Published in Crossness Record – apologies for publishing without their consent – due to difficulties in contacting them.

Crane Exported From London

The elderly grey-painted Stothert & Pitt crane, used to unload the small sand and gravel carrying motor ships of J. J. Prior Ltd at their wharf on Deptford Creek has recently been replaced by a tall PLA-type crane of the kind common in the larger London docks about 30 years ago. J. J. Prior carefully dismantled the old crane and it left the Creek on one of their vessels about Friday, 8th September 2006.

Bob Carr - from GLIAS Newsletter.

Siemens Brothers Engineering Society

Members will remember that Siemens Brothers Engineering Society have produced a catalogue of items in their possession. Brian Middlemiss, their Secretary and GIHS member, has written to tell us that following a recent large donation of archive material to the Engineering Society, they have now produced a formal Supplement to this Main Archive Material Catalogue. They have been kind enough to supply us with a copy of the Supplement to be associated with the Main Catalogue previously supplied in 2004. They point out that the need to produce this Supplement was triggered by the sad death of Bill Speller, one of their Members, following which his family made a large donation of archive material to the Society. They took the opportunity to include in the Supplement all the other donations received since publication of the Main Catalogue in June 2004. There will be no further Supplements – all subsequent donations will be treated as 'private donations' and passed, with a covering letter, to an appropriate new holder. The Supplement lists all the items donated, with the identity of the new holders to whom they have been given for the benefit of future generations and researchers. The Society remains indebted to Siemens, UK, Corporate Communications who continue to support their activities and have facilitated the printing and binding of the Supplement.


by Philip Binns

Over the past couple of months the group has looked at planning issues for a very wide range of buildings. This, very concise, report mentions some of them.

GIVEN INFORMATION =>
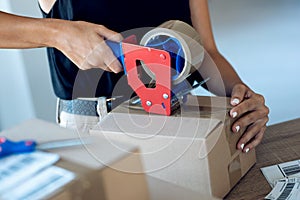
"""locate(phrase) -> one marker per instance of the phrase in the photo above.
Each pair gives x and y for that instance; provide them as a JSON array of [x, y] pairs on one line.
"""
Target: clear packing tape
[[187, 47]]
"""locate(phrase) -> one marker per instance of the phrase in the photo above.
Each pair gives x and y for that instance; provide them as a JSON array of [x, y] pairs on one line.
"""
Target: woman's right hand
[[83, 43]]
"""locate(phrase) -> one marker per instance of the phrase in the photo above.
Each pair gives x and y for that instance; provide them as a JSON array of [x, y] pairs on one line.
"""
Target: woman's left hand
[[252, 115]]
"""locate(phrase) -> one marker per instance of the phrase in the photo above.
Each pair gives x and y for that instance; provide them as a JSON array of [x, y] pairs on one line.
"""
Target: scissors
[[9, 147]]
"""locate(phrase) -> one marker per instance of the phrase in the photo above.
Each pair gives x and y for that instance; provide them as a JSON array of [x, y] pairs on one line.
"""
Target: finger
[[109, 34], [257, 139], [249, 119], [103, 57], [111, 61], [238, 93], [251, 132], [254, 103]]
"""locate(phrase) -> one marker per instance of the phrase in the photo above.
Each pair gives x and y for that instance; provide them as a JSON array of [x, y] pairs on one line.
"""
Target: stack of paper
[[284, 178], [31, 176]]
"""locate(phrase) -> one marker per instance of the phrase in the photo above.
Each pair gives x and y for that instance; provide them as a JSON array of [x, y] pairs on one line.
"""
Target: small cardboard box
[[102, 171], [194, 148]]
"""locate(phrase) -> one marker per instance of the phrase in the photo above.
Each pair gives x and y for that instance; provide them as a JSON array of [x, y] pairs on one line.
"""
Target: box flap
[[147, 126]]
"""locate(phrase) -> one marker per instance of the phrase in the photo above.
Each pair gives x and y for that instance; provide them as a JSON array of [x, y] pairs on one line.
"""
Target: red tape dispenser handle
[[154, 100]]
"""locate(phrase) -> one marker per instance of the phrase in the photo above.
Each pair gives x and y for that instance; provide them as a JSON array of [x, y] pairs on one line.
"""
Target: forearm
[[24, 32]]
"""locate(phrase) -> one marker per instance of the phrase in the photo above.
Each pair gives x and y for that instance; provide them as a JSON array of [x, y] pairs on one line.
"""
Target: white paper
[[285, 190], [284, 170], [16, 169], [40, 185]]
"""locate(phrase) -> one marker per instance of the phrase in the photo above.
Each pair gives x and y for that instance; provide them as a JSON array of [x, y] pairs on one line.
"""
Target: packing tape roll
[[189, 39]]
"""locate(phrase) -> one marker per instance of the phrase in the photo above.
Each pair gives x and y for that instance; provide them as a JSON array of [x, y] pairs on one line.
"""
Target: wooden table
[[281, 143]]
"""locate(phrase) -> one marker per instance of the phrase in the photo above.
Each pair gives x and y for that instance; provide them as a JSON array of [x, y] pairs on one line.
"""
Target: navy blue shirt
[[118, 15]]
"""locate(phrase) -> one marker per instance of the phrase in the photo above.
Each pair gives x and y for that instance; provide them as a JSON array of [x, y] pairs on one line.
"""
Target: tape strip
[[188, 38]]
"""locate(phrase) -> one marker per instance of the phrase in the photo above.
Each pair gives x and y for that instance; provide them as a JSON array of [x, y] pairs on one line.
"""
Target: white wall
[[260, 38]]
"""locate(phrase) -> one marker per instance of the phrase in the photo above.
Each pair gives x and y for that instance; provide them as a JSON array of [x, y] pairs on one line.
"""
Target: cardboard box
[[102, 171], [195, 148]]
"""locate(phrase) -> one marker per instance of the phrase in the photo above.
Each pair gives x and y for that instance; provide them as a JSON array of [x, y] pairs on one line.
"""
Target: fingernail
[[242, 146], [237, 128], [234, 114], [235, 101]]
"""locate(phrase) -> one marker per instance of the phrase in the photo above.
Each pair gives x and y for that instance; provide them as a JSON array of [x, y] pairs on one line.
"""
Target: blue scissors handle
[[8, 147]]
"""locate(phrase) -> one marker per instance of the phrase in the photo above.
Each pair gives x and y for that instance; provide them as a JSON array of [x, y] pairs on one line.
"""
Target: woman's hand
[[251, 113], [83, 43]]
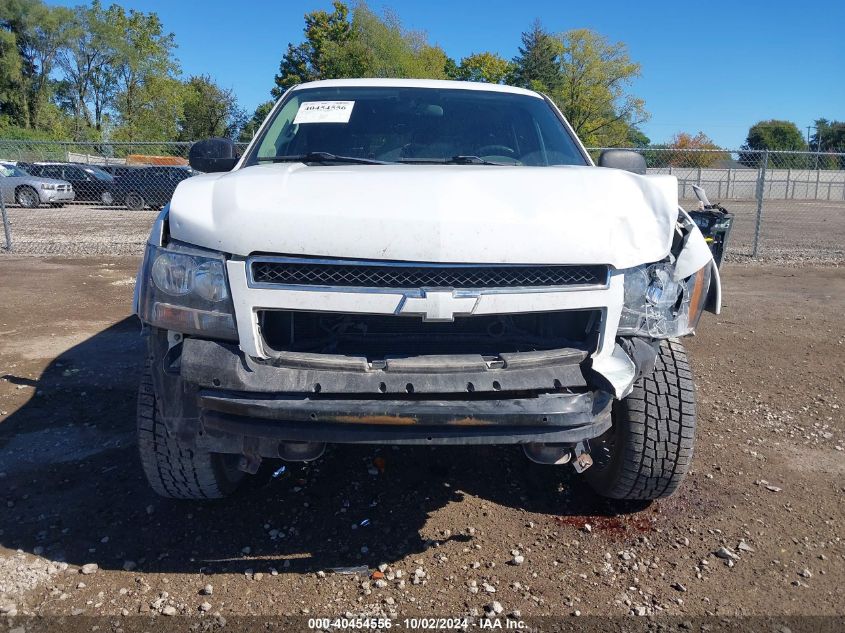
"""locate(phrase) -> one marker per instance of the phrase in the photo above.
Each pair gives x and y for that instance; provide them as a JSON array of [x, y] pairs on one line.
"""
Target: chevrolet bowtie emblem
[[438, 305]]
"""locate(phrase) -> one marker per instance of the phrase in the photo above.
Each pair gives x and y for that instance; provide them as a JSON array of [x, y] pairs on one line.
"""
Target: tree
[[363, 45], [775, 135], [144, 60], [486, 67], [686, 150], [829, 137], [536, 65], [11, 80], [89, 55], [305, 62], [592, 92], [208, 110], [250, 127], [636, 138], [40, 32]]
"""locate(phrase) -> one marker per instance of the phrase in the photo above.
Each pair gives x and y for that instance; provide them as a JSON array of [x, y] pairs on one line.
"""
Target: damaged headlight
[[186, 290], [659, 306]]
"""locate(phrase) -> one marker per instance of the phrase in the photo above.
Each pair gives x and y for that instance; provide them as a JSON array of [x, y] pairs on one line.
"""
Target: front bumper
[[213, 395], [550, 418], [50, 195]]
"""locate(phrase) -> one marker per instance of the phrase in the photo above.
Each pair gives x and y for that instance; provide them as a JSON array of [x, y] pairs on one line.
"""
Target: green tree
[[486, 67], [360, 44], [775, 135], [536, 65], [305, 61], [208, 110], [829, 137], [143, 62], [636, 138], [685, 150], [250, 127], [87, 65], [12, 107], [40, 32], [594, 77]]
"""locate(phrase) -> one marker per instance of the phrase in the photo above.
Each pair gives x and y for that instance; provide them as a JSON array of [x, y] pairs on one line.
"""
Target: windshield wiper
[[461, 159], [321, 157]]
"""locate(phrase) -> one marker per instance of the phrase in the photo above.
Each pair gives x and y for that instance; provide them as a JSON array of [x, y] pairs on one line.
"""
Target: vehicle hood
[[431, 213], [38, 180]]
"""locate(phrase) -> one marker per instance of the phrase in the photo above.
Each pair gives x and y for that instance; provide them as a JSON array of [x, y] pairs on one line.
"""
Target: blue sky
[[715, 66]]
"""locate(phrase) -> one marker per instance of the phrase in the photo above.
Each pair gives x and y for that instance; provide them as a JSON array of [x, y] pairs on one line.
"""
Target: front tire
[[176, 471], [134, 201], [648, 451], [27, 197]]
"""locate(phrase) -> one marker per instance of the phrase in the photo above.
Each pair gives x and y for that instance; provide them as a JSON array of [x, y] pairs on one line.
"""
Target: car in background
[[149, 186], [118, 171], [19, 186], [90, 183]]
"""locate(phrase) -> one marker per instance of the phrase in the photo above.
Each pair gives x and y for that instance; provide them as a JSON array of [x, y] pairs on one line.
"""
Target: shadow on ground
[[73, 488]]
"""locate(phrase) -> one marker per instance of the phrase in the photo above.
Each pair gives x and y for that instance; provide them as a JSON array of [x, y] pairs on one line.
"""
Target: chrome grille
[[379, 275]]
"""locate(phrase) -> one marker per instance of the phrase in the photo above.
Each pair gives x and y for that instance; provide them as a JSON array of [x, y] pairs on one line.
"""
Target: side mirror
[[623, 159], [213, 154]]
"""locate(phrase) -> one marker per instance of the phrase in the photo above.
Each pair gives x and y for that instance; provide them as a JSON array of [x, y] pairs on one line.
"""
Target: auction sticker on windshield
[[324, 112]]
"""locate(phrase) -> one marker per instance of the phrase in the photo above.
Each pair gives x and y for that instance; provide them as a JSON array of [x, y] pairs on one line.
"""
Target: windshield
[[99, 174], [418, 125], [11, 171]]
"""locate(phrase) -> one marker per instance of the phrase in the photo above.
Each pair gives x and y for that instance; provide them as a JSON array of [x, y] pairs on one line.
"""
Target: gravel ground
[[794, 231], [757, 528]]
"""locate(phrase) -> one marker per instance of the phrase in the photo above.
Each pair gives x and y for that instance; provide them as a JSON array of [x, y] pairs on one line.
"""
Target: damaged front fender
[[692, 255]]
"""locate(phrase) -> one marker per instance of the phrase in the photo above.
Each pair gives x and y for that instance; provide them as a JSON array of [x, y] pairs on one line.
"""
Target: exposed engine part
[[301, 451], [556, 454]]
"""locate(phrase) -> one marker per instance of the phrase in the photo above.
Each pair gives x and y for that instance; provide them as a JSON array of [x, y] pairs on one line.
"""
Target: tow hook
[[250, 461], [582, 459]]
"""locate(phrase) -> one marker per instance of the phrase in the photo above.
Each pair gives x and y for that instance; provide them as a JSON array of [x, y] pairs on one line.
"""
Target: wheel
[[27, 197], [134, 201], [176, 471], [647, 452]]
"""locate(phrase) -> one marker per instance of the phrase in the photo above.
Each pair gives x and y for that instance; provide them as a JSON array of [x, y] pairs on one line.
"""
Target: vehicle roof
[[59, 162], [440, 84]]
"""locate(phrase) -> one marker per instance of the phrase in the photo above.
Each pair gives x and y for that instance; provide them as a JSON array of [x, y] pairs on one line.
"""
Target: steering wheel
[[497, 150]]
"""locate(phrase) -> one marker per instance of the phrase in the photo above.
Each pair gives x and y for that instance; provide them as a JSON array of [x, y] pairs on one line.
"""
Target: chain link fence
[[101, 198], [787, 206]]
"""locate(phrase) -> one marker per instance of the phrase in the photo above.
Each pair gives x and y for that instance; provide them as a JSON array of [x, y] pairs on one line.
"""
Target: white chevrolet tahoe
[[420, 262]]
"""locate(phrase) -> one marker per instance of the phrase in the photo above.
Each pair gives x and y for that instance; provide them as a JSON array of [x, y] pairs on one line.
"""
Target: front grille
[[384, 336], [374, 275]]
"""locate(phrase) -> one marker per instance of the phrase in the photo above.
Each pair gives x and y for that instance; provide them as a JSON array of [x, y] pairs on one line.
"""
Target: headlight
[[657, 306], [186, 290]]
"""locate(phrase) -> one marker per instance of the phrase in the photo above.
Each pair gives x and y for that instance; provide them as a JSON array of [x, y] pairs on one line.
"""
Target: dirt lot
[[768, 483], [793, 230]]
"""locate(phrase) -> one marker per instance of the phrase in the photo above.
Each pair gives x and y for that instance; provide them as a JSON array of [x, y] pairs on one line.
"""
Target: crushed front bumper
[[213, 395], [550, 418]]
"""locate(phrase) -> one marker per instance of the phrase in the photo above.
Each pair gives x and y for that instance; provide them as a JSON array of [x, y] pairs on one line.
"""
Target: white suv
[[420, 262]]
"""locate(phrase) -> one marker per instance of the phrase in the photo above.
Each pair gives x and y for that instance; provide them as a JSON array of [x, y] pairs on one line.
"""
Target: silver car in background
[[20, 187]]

EXERCISE =>
Answer these questions about the newsletter excerpt:
(a) On which creek was J. J. Prior Ltd's wharf located?
(b) In what month and year was the Main Archive Material Catalogue published?
(c) Who facilitated the printing and binding of the Supplement?
The entries are separate material from the text.

THE COMPLETED TASK =>
(a) Deptford Creek
(b) June 2004
(c) Siemens, UK, Corporate Communications